- Goal of the exercise: Please rewrite the material below with "one pin each" replaced by "one point per item" wherever it occurs, leaving every other part unchanged.

[Object position labeling entries]
=======
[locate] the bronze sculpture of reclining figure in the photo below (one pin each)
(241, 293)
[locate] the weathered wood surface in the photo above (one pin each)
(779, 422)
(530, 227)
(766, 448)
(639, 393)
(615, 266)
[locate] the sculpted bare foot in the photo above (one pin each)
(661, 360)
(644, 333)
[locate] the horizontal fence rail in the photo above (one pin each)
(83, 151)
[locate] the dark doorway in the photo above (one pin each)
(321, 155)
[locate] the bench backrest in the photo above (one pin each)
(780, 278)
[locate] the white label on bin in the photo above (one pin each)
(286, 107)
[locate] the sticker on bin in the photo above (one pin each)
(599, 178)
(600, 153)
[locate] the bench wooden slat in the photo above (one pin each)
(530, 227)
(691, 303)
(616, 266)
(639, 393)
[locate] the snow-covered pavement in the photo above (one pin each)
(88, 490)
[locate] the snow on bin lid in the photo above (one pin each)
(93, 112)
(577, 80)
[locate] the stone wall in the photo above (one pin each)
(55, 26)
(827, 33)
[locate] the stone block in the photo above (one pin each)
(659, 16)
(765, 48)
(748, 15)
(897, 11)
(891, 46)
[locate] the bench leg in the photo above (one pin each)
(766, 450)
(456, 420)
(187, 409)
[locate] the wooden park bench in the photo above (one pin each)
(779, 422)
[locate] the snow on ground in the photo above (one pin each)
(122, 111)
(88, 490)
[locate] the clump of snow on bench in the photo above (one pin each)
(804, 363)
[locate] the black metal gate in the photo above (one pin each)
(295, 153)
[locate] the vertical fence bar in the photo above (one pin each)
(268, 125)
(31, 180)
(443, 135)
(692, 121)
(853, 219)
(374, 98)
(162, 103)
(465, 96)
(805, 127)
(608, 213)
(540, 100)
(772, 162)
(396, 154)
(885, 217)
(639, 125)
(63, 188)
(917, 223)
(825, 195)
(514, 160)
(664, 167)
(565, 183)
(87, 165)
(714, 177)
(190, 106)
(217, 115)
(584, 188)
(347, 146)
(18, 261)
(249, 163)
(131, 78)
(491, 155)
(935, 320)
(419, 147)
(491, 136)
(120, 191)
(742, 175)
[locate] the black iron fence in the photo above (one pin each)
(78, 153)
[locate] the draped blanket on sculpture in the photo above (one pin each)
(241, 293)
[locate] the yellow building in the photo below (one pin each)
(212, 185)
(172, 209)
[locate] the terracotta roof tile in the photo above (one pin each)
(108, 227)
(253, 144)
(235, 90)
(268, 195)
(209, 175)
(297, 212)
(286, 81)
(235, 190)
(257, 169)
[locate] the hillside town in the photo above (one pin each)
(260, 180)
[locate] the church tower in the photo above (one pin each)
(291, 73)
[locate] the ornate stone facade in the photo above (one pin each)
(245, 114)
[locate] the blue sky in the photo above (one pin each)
=======
- Response to this task:
[locate] the bronze sculpture of reclining figure in the photo below (one point per item)
(241, 293)
[locate] the weathered wood surface in the photo above (one point per item)
(779, 422)
(530, 227)
(766, 448)
(639, 393)
(615, 266)
[locate] the sculpted bare foot in the photo above (one point per item)
(661, 360)
(644, 333)
[locate] the horizontal fence rail in the photo above (one point per item)
(83, 151)
[locate] the dark doorway in the photo above (one point per item)
(321, 155)
[locate] the bench backrest in the photo above (one point per item)
(780, 278)
[locate] the white label on bin in the photo above (one point per item)
(286, 107)
[locate] the sticker on bin in the photo above (one point per item)
(599, 178)
(600, 153)
[locate] the bench wooden slat in the photo above (one point per item)
(530, 227)
(691, 303)
(616, 266)
(639, 393)
[locate] the snow-covered pavement in the photo above (one point per item)
(88, 490)
[locate] the snow on bin lid in the photo above (one point per item)
(93, 112)
(577, 80)
[locate] the stone wall in the photo above (one point per item)
(55, 26)
(827, 33)
[locate] the stone block in the photo above (one point per item)
(659, 16)
(765, 48)
(748, 15)
(897, 11)
(891, 46)
[locate] the bench leg in the photo above (one point per item)
(766, 450)
(456, 420)
(187, 409)
[locate] the wooden park bench in the photo above (one point per item)
(779, 422)
[locate] the snow on ground in the photo above (one point per item)
(122, 111)
(88, 490)
[locate] the clump of snow on bench in the photo above (one point per item)
(804, 363)
[locate] the black metal gate in the photo above (one point per item)
(295, 153)
[locate] the vertical fence bar in the photo above (one point per item)
(268, 125)
(31, 180)
(443, 135)
(692, 121)
(853, 219)
(374, 98)
(162, 103)
(465, 96)
(805, 127)
(608, 213)
(540, 100)
(772, 162)
(396, 154)
(885, 217)
(639, 125)
(63, 188)
(917, 223)
(825, 195)
(514, 160)
(664, 167)
(565, 183)
(87, 165)
(714, 177)
(190, 106)
(217, 115)
(584, 188)
(347, 146)
(18, 261)
(249, 163)
(131, 78)
(491, 155)
(935, 320)
(419, 147)
(491, 136)
(120, 191)
(742, 175)
[locate] the black iron fence in the photo above (one point per item)
(78, 153)
[locate] the draped blanket on sculpture in the photo above (one point per item)
(241, 293)
[locate] the yellow building in the photo below (one point per item)
(212, 185)
(172, 209)
[locate] the terracotta roof tile in the photo above (one point per item)
(108, 227)
(253, 144)
(235, 90)
(268, 195)
(209, 175)
(297, 212)
(286, 81)
(235, 190)
(257, 169)
[locate] the hillside town in the photo above (one point per item)
(260, 180)
[locate] the church tower in the photo above (one point per item)
(291, 73)
[locate] the ornate stone facade in the photo above (one point per item)
(245, 114)
[locate] the blue sky in the photo above (one point per item)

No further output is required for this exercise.